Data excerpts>
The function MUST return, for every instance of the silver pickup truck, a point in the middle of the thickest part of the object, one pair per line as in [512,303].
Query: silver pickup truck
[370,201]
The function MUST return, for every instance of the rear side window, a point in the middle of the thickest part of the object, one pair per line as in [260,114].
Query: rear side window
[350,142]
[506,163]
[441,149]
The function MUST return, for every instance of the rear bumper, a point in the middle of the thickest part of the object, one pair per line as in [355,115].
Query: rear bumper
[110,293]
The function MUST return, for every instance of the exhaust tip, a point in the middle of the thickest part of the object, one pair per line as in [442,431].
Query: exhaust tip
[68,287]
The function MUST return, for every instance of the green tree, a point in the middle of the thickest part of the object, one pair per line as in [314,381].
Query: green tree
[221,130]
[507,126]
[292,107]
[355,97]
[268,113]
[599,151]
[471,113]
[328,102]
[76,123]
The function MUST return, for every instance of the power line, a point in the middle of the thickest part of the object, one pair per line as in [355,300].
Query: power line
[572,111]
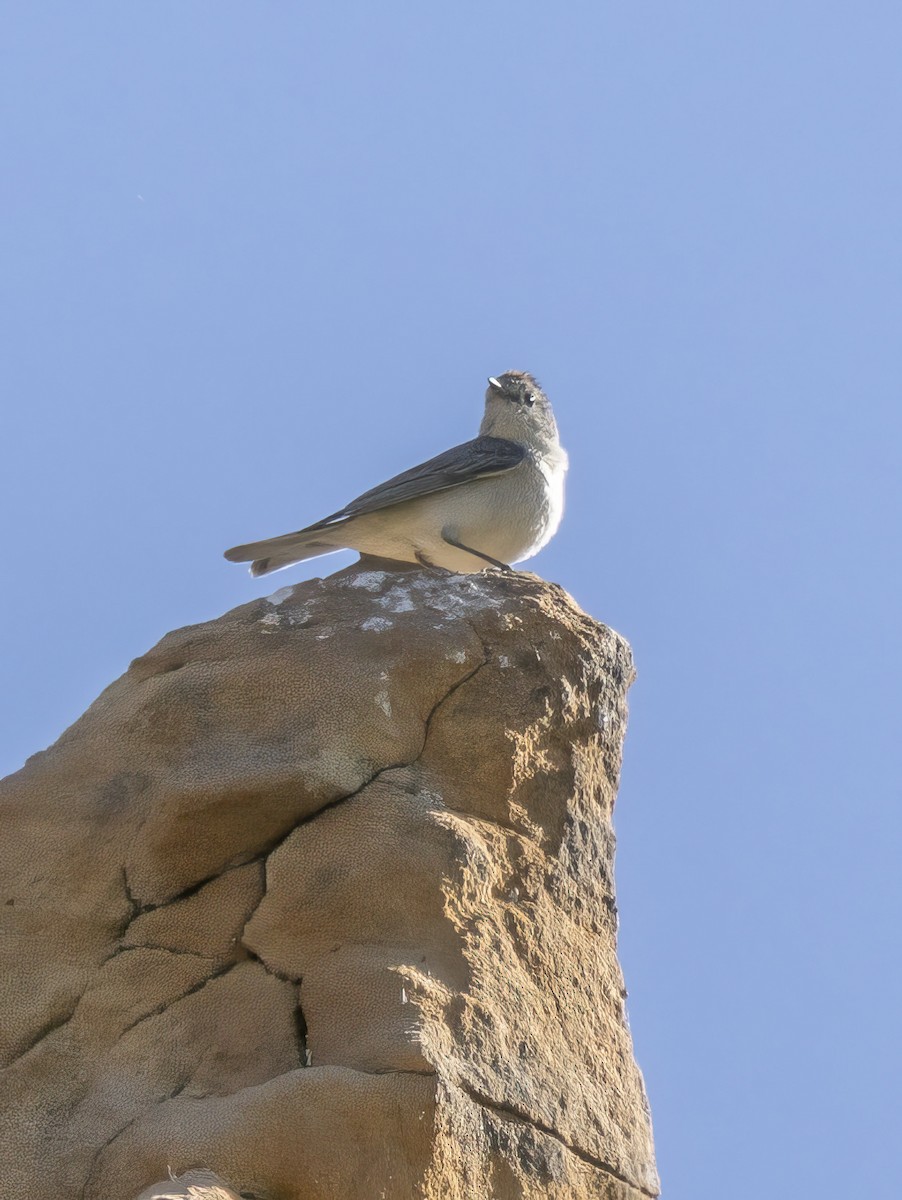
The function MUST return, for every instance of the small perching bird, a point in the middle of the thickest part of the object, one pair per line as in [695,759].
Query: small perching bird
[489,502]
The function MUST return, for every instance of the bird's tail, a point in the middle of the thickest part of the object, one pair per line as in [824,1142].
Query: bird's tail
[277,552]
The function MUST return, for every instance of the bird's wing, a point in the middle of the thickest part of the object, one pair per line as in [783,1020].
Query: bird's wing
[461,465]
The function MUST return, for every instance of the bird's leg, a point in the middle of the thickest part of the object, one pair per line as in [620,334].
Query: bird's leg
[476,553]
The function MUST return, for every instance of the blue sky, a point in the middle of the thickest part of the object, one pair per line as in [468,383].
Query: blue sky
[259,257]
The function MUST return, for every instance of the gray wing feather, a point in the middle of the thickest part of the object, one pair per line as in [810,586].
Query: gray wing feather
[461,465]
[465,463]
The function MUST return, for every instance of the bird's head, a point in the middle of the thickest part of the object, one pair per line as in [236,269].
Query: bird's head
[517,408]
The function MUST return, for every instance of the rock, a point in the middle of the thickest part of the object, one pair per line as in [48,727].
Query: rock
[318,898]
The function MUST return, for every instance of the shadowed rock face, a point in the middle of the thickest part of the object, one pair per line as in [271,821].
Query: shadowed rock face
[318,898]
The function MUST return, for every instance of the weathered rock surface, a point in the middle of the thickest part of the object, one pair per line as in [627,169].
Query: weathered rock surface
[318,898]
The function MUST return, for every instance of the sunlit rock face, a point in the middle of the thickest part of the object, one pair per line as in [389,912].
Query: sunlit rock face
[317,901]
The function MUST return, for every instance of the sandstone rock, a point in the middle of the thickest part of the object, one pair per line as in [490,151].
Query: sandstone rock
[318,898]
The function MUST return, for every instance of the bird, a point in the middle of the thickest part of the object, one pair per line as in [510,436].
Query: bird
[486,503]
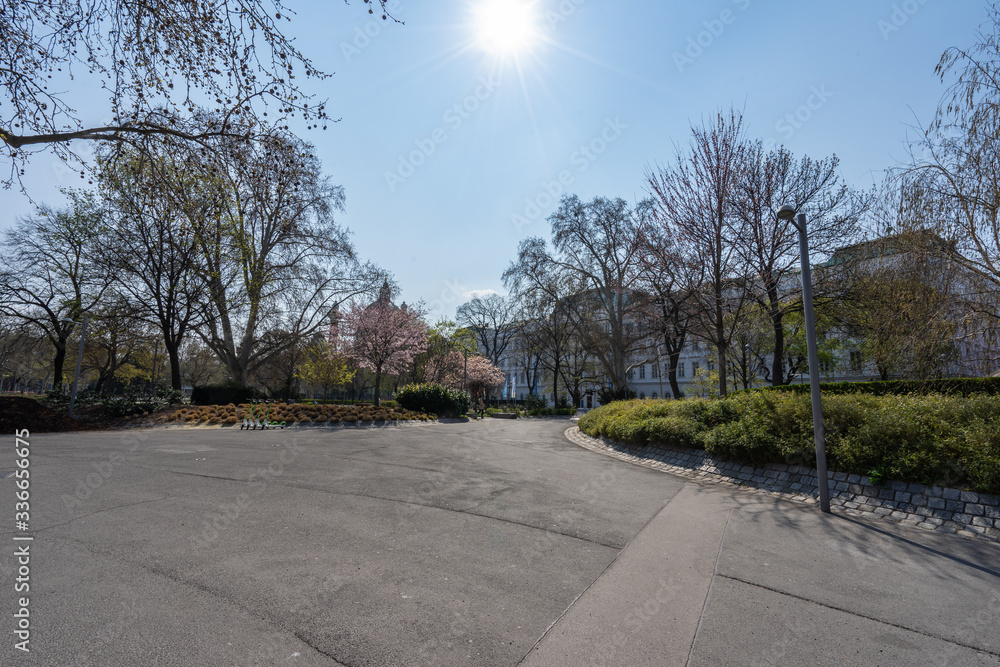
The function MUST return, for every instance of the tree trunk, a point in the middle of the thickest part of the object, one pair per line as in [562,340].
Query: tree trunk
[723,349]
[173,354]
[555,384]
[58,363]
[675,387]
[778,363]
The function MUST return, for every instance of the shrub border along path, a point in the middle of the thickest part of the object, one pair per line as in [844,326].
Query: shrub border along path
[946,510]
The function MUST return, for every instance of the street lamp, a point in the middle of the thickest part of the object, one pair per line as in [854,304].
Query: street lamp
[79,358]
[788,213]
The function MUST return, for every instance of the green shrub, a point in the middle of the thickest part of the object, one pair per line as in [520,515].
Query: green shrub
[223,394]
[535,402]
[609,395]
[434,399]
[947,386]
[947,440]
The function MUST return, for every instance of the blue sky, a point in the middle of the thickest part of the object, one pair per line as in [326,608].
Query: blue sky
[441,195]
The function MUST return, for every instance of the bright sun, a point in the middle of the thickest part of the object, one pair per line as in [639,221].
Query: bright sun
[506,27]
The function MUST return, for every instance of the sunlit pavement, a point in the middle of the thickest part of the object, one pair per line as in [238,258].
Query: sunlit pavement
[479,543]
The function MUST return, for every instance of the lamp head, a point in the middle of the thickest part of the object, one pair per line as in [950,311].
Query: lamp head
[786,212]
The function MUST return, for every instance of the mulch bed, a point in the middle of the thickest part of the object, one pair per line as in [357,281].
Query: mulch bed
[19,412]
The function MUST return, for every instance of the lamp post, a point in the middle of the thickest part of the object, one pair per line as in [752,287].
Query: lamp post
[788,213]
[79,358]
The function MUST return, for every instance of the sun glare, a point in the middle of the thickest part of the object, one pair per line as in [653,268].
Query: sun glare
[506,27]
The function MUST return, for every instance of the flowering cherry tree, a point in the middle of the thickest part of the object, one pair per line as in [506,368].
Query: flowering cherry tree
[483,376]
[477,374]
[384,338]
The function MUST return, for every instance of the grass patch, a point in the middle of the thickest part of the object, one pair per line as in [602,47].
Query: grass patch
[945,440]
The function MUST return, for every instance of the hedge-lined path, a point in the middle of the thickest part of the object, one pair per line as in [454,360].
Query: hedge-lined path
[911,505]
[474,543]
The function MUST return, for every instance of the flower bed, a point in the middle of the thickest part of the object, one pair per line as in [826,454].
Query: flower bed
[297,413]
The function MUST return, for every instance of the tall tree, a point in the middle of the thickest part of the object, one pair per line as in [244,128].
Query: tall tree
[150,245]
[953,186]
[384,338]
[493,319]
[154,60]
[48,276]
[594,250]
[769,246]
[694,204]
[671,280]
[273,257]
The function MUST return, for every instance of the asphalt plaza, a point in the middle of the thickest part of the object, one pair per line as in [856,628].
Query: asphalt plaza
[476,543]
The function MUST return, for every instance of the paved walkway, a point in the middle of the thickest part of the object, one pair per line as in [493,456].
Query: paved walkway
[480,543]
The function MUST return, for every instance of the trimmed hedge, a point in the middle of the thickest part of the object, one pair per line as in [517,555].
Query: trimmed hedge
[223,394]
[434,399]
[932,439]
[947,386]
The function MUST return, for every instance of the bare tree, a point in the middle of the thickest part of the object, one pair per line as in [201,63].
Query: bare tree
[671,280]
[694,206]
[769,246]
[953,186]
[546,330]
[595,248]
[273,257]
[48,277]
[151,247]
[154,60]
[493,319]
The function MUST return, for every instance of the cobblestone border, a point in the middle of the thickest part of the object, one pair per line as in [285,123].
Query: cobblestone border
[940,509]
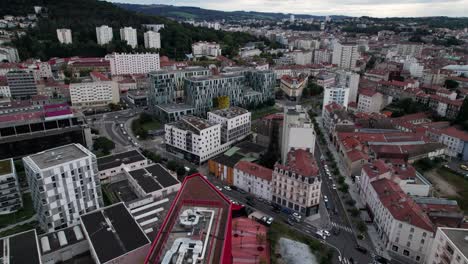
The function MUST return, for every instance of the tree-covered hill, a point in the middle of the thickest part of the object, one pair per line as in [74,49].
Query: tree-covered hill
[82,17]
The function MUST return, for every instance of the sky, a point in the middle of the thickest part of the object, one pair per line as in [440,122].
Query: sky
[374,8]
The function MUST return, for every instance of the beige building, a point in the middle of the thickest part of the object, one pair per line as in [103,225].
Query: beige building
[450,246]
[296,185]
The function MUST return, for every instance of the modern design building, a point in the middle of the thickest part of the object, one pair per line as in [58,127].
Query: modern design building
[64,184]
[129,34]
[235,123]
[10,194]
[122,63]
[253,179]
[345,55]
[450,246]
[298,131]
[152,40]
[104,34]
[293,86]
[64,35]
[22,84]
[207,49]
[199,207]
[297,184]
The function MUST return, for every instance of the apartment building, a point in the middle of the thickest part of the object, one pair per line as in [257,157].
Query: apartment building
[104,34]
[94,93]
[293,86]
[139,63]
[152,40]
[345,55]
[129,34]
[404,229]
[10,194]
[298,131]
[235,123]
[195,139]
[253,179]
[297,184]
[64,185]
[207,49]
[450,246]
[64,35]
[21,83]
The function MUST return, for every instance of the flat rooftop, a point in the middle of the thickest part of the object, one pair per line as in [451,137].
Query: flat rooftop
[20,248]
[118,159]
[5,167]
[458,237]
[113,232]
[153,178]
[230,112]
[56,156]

Exercise description>
Except for the pictures, set down all of the records exactly as they are.

Response box>
The function MUST return, for every instance of the silver pickup truck, a point in the middle of the thickest part of the object, one pair per line as in [512,303].
Query: silver pickup truck
[370,201]
The function MUST return, for every instance of the rear side window, a point in the middle of the thickest part of the object, one pair per line as in [260,114].
Query: rear side window
[350,142]
[506,163]
[441,149]
The function MUST return, for every instance of the rear bumper, a point in the middle of the thickest part of the object, one pair per line as in [355,115].
Query: rear bumper
[110,293]
The function MUST return, for every instance of the exhaust tip, a point in the middle of the thickest part of the object, one pair per line as in [442,431].
Query: exhaust tip
[68,287]
The function MUST return, for every instance of the green tree, a point in the middle of the thickest part of the object, one pair per line as in [314,381].
Query: green tree
[221,130]
[507,126]
[292,107]
[355,97]
[268,113]
[599,151]
[471,113]
[328,102]
[76,123]
The function MUST return, for every instance of the power line, a point in the middle of the thickest part of the object, one pair per line as in [355,300].
Query: power line
[572,111]
The function MUST return, for every instance of the small perching bird, a point in the middle of the thickest part of the object, one pair per line as in [695,759].
Query: small perching bird
[489,502]
The function MUST return, for every instance of the bird's tail, a point in the middle of the thickest part of the object, one pair per line as in [824,1142].
Query: bird's tail
[277,552]
The function MUST return, for every instance of the bird's wing, a point in the middle of the thickest part of the object, one pair per line as in [783,1020].
Query: bird's wing
[461,465]
The function MUST return, for every instance of the bird's leg, a point in the middle of the thickest part of the object, one pair per line as in [620,334].
Query: bird's leg
[476,553]
The function MUST return, for every instance of the blue sky, a point in the middle of the thickest part of the object, one pair per line as in [468,383].
Query: blue sky
[259,257]
The function MUST return, for every instance of the gray wing feather, a point in the middle of the thickest part of the object, one pair per line as in [810,586].
Query: gray wing feather
[461,465]
[465,463]
The function MUST return, for every instance of the bird's head, a point in the middle of the thickest part of the object, one pair per line as in [236,269].
Query: bird's head
[517,408]
The function MUST return, for every instance of the rock, a point in the middle of the thickest part of the object, one pair per line as in [48,727].
Query: rock
[318,898]
The function MUST return, for every instance of the shadowed rock face, a point in the middle of the thickest part of the object, one pair per line as in [271,821].
Query: shadowed rock face
[318,898]
The function MUST return, for every instance of the weathered rock surface, a point in the middle of the thickest part of the object, one pair per line as in [627,169].
Query: weathered rock surface
[318,898]
The function MUST return, for every instance of the sunlit rock face, a point in the middle of the thickest part of the object, one pair per line as in [389,912].
Query: sunlit rock face
[317,901]
The function MUST return, for every instance of the sandstone rock, a point in the middle of the thickest part of the object, one pair per line as in [490,151].
Query: sandstone rock
[318,898]
The function MUST return, for every instance of the bird, a point in the middle of the thickest part of the object, one pair per line as in [510,436].
Query: bird
[486,503]
The function MUST return, for every instance of the tree trunk, a point in the middle of the thickest part of the object, one pair per line as in [562,340].
Query: tree trunk
[723,349]
[173,354]
[555,384]
[58,363]
[675,387]
[778,363]
The function MUST return, for every instance of the shrub border along path, a point in the middle of the thickest part of the object, one pair per line as in [844,326].
Query: shrub border along path
[946,510]
The function MUST return, for every instance of the street lamp, a point in the middle of the thickest part of the object, one pair per line as in [854,304].
Query: street lamp
[79,358]
[788,213]
The function MUST return, for every instance of the green shrub, a point in the middle of the thickest part of the object, one pair per line as in [520,515].
Query: green shrub
[223,394]
[535,402]
[609,395]
[434,399]
[947,386]
[947,440]
The function MUST return, for every instance of the blue sky, a point in the middle of the thickest part of the object, one pair per line as in [326,608].
Query: blue sky
[441,195]
The function MUST return, for every instance of the bright sun, a point in the middle of the thickest part of the object, one pair per line as in [639,221].
Query: bright sun
[506,27]
The function MUST return, for every instance of the sunlit pavement, a point in the middle of the thickest part of the object, one pair per line as in [238,258].
Query: sunlit pavement
[479,543]
The function MUST return, for every instance of the lamp head, a point in the middle of the thickest part of the object, one pair per line as in [950,311].
Query: lamp head
[786,212]
The function MUST return, for every instance of the mulch bed, a point in the middle of the thickest part of the object, one pair per line as in [357,281].
Query: mulch bed
[19,412]
The function MUST return, for every instance of the lamp post, a point in the middle of the thickest part of the object, one pair per line as in [752,287].
Query: lamp post
[788,213]
[79,358]
The function MUST return, for every instance of the sun glare, a point in the middle of the thickest part of the object, one pair per line as in [653,268].
Query: sun glare
[506,27]
The function MUST return, for every instance of the flowering cherry tree, a point in the middle of the thickest part of the object, one pair per line as in [506,368].
Query: flowering cherry tree
[483,376]
[477,374]
[384,338]
The function MUST return, for every instance of the grass patch, a point in the middle of the thickest part of the object, one pair per line as in [602,47].
Query: grass patch
[945,440]
The function MUST return, for every instance of the hedge-lined path, a point in the middle of the thickest part of the object, one pair per line as in [454,360].
Query: hedge-lined path
[911,505]
[474,543]
The function MUST return, for every instance of the flower bed, a point in the middle of the thickest part of the object, one pair per line as in [826,454].
Query: flower bed
[297,413]
The function MUST return, for every instance of the tall tree, a point in the middle of the thickest part of the object, one pair per line as in [244,128].
Query: tall tree
[150,245]
[953,186]
[384,338]
[493,319]
[154,60]
[48,276]
[594,250]
[769,246]
[694,204]
[671,280]
[273,257]
The function MUST return, for every instance of the asphalt plaza, a point in the middle of the thickest part of the object, one pair per line as in [856,628].
Query: asphalt plaza
[476,543]
The function MUST return, for every instance of the paved walkway, a point in the middle of the thickest part of the object, one pair per line as in [493,456].
Query: paved walkway
[480,543]
The function MUST return, for every instance of the trimmed hedge, a point in the middle of the thickest part of the object, one pair per line as in [517,555].
Query: trimmed hedge
[223,394]
[434,399]
[932,439]
[947,386]
The function MUST return, for every instance of the bare tree, a point in the middle of the thickest part of the object, one pair per line as in [201,63].
Query: bare tree
[671,280]
[694,206]
[769,246]
[953,186]
[546,330]
[595,248]
[273,257]
[48,277]
[151,247]
[154,60]
[493,319]
The function MUST return, for every instance of the cobblestone border, a point in the middle of the thickest part of the object, one pair per line as in [285,123].
Query: cobblestone border
[940,509]
The function MUST return, for every instance of the tree-covered hill, a point in the middle of the thickest part of the object, one pair per line as in [74,49].
Query: tree-covered hill
[82,17]
The function MUST return, for every instance of the sky, a point in the middle of the thickest part of the object, one pair per line as in [440,122].
Query: sky
[374,8]
The function MUST return, for every instance of the beige building, a point in the middle of the thickest part of the object, one pair per line as in [103,225].
Query: beige building
[450,246]
[296,185]
The function MUST return, for every instance of the modern design building, a point in the middle of the thickest part of the object, one pair per line as in [58,127].
Query: modern design building
[64,184]
[129,34]
[235,123]
[10,194]
[122,63]
[253,179]
[345,55]
[450,246]
[298,131]
[152,40]
[104,34]
[293,86]
[64,35]
[22,84]
[207,49]
[199,207]
[297,184]
The function MUST return, for every instance of the apartment building, a point in the middle of the thickest part of the object, one pair per line as in [257,157].
Query: apartment building
[104,34]
[94,93]
[293,86]
[139,63]
[152,40]
[345,55]
[129,34]
[404,229]
[10,194]
[298,131]
[235,123]
[195,139]
[253,179]
[297,184]
[64,185]
[207,49]
[450,246]
[64,35]
[21,83]
The function MUST return, for every instance of the flat rooftop, a point in the middle of the thickest part of the object, one pair per line as in [451,137].
Query: flat rooftop
[20,248]
[118,159]
[5,167]
[458,237]
[113,232]
[153,178]
[230,112]
[56,156]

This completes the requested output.